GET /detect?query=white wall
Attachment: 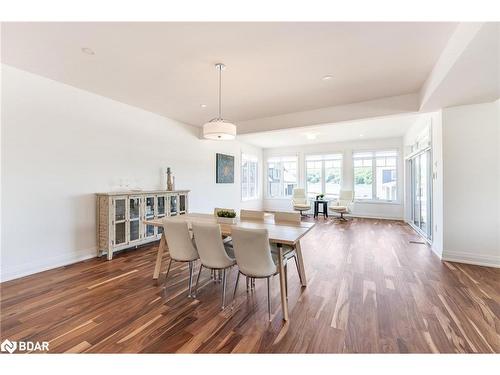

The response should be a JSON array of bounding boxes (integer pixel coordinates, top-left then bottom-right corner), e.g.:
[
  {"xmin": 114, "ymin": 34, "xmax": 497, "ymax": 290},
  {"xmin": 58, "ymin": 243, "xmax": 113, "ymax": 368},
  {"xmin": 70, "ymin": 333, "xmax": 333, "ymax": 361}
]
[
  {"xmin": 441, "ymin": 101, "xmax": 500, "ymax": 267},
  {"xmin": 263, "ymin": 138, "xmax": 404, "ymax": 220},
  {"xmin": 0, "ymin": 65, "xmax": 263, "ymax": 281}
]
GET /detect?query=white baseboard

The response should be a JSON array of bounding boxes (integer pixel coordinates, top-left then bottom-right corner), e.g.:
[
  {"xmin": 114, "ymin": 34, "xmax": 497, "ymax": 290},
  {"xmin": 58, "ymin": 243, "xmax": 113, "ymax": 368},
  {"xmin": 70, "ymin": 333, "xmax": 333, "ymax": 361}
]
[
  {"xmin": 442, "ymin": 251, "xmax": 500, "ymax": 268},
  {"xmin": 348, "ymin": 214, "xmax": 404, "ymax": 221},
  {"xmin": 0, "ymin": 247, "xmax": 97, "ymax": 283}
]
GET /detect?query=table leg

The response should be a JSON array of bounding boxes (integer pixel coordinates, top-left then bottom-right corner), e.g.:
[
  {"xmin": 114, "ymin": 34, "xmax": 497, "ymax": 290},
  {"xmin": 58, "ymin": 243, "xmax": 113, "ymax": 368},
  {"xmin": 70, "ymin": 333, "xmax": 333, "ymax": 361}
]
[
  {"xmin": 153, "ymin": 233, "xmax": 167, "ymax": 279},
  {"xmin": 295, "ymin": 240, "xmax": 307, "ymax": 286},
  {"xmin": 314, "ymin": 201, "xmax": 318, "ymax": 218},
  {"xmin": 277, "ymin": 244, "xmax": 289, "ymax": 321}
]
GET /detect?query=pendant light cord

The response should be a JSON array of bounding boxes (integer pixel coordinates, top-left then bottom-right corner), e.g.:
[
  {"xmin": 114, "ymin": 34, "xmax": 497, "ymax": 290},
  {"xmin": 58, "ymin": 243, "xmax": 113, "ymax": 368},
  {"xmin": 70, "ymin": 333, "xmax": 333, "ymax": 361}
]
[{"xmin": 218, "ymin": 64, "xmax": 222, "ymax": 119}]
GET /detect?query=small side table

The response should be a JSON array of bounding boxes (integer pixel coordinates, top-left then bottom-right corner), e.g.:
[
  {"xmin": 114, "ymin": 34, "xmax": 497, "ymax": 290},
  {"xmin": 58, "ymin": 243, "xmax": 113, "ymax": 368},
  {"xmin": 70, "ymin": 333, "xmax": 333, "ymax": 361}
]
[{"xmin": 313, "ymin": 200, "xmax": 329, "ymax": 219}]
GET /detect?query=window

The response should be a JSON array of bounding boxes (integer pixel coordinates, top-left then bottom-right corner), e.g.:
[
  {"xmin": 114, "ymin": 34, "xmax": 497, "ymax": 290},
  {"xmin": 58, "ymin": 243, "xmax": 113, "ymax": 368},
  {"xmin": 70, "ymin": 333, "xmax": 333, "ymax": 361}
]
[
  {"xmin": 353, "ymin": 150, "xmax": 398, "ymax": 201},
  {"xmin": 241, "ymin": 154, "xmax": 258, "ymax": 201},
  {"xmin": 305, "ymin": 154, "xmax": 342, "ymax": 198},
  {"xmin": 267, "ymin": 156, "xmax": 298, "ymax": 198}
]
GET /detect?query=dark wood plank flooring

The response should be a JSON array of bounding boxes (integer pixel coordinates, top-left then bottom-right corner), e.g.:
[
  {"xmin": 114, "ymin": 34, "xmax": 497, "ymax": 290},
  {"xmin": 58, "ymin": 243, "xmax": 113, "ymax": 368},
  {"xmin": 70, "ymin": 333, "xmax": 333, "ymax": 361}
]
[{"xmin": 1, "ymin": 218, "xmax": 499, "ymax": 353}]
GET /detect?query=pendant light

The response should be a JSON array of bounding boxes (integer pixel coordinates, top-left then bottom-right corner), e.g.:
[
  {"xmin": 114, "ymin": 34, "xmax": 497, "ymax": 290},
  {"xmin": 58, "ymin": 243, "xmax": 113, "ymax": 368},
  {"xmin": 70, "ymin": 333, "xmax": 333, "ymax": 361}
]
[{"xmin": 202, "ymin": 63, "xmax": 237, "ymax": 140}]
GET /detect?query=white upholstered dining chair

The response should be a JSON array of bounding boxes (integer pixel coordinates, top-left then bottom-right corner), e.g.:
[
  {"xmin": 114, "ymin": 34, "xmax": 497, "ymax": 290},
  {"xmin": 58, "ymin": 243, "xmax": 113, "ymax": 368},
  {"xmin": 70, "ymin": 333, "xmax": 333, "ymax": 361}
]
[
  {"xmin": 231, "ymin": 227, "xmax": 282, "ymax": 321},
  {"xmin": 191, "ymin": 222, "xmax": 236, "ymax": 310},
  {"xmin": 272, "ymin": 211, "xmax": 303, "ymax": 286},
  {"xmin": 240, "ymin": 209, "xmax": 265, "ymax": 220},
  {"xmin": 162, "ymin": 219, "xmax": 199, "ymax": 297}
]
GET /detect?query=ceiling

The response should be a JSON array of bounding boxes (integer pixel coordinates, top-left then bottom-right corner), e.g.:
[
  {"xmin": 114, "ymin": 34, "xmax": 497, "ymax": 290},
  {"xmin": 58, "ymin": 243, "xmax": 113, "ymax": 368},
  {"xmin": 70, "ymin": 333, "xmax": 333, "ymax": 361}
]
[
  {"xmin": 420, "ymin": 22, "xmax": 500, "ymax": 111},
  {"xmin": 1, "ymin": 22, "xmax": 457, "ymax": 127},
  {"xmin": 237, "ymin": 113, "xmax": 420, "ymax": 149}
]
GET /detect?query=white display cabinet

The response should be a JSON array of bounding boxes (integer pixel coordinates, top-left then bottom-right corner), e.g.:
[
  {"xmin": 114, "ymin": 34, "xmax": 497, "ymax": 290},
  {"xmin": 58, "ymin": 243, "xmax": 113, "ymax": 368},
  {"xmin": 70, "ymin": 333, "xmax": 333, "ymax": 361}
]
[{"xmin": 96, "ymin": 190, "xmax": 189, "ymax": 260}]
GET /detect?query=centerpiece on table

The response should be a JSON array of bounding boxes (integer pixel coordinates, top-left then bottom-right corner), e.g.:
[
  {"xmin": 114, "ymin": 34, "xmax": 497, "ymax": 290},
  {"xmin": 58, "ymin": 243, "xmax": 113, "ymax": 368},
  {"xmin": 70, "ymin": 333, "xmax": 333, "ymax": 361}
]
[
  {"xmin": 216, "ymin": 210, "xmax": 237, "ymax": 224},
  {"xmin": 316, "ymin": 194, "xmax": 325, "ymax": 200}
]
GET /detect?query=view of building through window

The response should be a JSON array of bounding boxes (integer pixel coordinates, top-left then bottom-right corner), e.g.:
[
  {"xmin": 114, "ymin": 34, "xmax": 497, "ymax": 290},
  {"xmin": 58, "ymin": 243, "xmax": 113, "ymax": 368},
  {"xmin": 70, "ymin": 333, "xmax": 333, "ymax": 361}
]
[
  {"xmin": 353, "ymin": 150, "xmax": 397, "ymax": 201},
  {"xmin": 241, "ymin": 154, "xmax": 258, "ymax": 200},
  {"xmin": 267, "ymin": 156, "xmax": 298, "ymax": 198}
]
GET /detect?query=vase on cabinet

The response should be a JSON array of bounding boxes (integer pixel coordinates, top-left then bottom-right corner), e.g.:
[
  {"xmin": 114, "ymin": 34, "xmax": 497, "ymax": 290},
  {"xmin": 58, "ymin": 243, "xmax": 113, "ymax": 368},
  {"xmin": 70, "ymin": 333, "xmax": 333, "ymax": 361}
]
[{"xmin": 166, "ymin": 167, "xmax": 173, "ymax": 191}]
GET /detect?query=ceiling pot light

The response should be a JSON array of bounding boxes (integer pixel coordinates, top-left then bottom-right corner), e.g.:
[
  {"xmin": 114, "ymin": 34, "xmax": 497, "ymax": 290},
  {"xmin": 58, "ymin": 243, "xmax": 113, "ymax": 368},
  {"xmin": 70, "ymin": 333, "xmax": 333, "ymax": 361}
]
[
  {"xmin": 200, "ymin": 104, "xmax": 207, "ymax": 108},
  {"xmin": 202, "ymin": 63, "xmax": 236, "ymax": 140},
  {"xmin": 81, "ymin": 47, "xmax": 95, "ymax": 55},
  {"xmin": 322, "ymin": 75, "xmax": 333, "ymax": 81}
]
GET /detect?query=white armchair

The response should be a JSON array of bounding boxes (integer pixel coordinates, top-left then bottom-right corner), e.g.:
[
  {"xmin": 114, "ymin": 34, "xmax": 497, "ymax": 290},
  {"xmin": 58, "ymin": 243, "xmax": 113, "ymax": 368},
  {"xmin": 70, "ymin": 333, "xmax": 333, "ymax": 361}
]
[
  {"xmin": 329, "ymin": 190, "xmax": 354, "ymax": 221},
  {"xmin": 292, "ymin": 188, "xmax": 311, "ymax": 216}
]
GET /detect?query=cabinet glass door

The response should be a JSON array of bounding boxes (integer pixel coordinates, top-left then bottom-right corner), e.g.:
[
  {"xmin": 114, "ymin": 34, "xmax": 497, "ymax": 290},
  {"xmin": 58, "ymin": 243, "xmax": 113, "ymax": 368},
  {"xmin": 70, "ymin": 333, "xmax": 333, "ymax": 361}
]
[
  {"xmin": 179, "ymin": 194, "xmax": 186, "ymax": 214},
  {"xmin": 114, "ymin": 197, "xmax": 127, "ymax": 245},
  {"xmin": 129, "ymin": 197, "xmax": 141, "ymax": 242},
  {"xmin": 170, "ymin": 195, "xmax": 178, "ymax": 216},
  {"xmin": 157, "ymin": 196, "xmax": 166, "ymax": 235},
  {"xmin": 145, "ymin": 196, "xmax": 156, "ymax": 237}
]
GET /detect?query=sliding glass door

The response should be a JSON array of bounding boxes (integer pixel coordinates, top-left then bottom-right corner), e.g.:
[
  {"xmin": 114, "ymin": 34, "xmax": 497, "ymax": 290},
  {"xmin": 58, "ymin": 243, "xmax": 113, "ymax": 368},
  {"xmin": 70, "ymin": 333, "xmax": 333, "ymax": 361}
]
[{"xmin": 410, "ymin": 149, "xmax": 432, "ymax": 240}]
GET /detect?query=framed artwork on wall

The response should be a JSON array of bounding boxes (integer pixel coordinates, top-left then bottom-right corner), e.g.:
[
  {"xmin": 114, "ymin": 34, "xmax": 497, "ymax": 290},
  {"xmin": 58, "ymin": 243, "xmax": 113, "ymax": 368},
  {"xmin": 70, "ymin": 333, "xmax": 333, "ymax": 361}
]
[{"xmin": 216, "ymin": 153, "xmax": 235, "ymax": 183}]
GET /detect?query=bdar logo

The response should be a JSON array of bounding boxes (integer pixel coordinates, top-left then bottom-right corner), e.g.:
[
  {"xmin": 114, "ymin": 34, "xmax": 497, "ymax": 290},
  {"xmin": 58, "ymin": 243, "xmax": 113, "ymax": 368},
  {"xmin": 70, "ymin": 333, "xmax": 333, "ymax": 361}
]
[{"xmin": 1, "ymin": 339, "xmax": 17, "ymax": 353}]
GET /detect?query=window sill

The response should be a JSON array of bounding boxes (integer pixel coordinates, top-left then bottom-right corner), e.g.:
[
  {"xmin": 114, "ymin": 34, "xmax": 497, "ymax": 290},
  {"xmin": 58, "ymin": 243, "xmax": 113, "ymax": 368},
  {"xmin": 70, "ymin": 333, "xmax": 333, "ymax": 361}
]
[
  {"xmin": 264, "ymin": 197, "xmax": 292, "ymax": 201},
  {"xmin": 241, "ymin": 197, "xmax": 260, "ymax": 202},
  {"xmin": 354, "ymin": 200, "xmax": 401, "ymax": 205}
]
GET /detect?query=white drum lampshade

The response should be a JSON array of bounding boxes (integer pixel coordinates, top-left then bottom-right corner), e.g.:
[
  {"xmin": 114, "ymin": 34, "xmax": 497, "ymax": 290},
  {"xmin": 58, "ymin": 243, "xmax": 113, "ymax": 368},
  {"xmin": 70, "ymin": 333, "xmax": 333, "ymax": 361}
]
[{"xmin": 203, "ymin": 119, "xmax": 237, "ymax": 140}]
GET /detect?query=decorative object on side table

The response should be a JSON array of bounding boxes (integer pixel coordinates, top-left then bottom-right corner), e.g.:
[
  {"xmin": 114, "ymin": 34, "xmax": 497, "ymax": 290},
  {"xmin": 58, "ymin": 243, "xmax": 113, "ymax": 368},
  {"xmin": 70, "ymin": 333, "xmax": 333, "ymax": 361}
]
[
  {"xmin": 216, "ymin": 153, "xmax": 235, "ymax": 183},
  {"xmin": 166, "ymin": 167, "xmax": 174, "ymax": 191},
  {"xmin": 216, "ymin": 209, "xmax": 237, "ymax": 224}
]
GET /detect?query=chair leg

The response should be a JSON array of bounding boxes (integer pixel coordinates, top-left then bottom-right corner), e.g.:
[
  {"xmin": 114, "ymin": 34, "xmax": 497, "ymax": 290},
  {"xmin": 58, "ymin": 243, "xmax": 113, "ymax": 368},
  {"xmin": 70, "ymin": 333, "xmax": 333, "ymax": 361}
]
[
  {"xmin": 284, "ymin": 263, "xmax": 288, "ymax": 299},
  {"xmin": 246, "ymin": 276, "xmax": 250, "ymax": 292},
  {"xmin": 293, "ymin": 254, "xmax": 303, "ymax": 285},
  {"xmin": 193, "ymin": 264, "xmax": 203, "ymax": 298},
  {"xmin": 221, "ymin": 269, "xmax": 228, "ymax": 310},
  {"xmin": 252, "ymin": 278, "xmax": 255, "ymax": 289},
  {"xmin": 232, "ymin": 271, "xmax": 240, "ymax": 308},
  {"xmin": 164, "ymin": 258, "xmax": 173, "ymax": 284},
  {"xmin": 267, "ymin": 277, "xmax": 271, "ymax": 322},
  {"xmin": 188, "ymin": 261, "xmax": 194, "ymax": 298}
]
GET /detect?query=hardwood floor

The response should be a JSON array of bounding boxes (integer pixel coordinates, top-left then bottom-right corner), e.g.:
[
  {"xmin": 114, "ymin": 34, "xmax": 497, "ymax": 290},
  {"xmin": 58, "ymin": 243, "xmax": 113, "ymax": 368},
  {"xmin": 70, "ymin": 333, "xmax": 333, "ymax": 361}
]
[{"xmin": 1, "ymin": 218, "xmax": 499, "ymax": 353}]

------------------------------------------------------------------------

- TASK STATEMENT: Each line in the data that holds the string "cabinet" must be returned.

- THE COMPLETED TASK:
GET /detect?query=white display cabinet
GET /detect?query=vase on cabinet
GET /detect?query=cabinet glass door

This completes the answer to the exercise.